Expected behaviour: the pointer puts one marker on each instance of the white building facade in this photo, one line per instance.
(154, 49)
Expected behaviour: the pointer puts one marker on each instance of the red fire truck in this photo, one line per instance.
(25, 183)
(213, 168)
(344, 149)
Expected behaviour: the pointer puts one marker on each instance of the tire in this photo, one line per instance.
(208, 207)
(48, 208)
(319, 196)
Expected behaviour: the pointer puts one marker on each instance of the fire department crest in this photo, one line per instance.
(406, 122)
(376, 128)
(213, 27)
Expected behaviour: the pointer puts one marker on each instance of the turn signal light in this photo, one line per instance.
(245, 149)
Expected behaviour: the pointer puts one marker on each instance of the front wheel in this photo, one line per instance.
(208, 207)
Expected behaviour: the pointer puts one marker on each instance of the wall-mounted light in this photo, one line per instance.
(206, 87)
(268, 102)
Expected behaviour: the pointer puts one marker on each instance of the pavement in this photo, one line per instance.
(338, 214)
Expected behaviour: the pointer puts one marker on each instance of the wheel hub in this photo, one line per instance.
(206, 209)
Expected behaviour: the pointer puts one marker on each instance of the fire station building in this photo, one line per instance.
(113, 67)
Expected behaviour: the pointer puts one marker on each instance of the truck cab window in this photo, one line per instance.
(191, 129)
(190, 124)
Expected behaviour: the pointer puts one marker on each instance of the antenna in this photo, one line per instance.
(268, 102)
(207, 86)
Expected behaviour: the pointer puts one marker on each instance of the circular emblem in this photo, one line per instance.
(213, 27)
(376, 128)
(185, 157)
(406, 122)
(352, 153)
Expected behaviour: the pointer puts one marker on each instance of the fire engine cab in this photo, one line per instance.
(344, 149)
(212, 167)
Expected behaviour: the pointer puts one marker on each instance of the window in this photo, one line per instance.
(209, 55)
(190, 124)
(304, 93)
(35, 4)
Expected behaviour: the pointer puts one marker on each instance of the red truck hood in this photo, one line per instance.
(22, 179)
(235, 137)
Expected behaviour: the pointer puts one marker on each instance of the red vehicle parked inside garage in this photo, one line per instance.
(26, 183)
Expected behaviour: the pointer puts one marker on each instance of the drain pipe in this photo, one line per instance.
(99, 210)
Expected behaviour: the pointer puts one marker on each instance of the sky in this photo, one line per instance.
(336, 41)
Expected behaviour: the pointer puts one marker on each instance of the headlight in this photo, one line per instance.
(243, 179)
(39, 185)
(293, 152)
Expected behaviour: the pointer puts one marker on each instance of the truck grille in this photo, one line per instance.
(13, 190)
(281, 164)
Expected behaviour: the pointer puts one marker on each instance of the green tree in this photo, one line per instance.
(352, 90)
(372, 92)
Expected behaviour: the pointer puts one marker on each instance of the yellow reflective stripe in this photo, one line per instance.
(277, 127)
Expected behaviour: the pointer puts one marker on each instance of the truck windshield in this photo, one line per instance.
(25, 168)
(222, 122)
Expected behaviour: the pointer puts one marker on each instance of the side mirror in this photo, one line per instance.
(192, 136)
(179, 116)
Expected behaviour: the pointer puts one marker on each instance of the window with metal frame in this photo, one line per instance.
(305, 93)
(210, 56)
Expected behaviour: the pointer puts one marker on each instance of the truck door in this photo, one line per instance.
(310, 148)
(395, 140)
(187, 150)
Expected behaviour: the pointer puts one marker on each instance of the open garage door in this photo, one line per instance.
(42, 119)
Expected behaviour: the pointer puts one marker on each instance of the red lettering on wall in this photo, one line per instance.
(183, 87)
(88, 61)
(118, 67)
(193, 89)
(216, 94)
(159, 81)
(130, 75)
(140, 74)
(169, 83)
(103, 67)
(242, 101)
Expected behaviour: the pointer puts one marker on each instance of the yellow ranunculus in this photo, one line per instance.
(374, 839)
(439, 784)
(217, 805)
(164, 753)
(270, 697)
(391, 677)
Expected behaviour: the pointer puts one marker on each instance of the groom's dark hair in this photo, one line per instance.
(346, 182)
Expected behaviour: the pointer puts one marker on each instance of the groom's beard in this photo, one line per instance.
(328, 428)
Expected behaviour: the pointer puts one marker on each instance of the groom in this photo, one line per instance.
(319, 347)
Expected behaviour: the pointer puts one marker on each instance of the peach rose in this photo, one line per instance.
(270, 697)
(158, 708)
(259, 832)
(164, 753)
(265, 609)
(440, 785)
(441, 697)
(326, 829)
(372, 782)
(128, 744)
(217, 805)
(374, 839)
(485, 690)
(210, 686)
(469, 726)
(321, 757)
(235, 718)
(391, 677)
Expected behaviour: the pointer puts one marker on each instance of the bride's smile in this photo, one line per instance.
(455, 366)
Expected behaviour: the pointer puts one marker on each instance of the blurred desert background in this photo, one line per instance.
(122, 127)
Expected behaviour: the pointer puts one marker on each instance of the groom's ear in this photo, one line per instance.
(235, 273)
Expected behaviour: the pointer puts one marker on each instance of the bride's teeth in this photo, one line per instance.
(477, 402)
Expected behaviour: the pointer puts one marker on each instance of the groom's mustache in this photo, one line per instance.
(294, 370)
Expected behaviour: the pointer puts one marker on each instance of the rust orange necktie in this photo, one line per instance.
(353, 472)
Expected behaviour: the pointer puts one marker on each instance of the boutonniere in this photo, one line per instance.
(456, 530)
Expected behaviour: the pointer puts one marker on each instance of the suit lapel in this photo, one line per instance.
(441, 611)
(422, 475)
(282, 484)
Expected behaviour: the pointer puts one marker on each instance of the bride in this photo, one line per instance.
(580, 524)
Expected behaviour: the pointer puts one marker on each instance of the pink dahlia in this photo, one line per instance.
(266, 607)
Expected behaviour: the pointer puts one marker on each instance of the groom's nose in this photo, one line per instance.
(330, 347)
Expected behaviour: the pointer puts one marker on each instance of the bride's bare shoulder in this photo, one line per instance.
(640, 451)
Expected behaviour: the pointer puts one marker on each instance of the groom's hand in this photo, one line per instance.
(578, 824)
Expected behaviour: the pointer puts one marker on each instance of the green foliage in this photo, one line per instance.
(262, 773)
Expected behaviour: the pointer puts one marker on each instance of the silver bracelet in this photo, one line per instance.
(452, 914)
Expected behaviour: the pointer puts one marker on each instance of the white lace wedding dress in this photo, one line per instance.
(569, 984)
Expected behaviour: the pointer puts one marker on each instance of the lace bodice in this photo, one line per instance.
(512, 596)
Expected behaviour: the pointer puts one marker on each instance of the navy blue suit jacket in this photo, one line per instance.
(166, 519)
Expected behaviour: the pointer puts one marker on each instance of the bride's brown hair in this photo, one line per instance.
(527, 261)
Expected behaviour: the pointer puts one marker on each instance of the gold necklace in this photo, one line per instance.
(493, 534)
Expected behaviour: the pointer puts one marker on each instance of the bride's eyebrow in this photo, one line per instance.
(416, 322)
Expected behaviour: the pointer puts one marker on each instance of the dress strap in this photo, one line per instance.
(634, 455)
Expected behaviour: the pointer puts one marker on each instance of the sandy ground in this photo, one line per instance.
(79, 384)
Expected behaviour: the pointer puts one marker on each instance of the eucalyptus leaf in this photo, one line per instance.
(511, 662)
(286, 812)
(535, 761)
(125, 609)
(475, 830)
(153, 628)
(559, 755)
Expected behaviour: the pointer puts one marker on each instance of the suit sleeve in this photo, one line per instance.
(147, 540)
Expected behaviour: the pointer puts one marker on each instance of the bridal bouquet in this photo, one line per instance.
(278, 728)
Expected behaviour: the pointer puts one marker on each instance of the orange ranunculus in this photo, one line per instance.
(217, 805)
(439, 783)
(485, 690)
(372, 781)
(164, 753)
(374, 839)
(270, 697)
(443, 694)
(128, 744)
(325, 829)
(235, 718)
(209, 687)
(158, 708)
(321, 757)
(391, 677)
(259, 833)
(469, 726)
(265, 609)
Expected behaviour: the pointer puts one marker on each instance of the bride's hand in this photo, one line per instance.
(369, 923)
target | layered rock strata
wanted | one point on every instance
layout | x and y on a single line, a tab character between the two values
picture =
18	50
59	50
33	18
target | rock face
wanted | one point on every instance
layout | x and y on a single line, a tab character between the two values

━━━━━━

_Exercise goal_:
From the entries above, write out only the lines starting at the line that holds "bracelet in this photo, one line per instance." and ending at the line that holds "target | rock face", keeping both and matching them exactly.

_Task solution_:
Expected behaviour: the pointer puts one marker on each instance of the silver bracelet in this photo, one line per instance.
(452, 914)
Expected behaviour: the pointer puts one marker on each instance of the white lace wedding dress in this photo, one line per instance.
(569, 984)
Expected behaviour: the pointer puts one marker on each instance of the lace bodice in this photo, one line per instance.
(512, 596)
Expected behaviour: the pointer puts one marker on each instance of the navy blue suit jacket in this photo, one line per instance.
(166, 519)
Expected behaviour: the pointer puts one marker on each instance of the bride's brown hair in this photo, one line per instance.
(527, 261)
Expected behaviour: the pointer puts one marker on each instance of the gold necklace in this photo, one line per instance.
(493, 534)
Expected behaviour: the pointer puts one marker on each instance of the bride's eyebrow in this photo, one line per instance.
(416, 322)
Expected behaviour: the pointer puts one marker on each instance of the dress strap in this photo, one line per instance.
(634, 455)
Expected behaviour: the pointer puts one marker on each instance of the sandy ground in this photo, one line per instance.
(79, 384)
Expected behaviour: the pointer puts one marker on each instance of the eucalyptus leaf in this photo, one line per instance.
(511, 662)
(286, 812)
(535, 761)
(125, 609)
(475, 830)
(153, 628)
(559, 755)
Expected behaviour: the pointer puts one marker on each instance of the suit sleeve in this photo, one line per instance.
(147, 540)
Expected behaviour: the pointer puts one marker on each instance of the bridal bouquet in this photo, one line per instance.
(278, 728)
Expected behaviour: the pointer puts one marker on each instance of the orange ranunculus in this photo, one line per instance.
(217, 805)
(439, 783)
(485, 690)
(372, 781)
(164, 753)
(374, 839)
(270, 697)
(443, 694)
(128, 744)
(325, 829)
(235, 718)
(209, 687)
(158, 708)
(321, 757)
(391, 677)
(259, 833)
(469, 726)
(265, 609)
Expected behaviour: the pointer puts one marker on each instance of the bride's hand in this photo, one line per instance.
(369, 923)
target | layered rock strata
wanted | one point on every instance
layout | x and y on a single line, a tab character between the two values
picture =
18	50
59	50
33	18
target | rock face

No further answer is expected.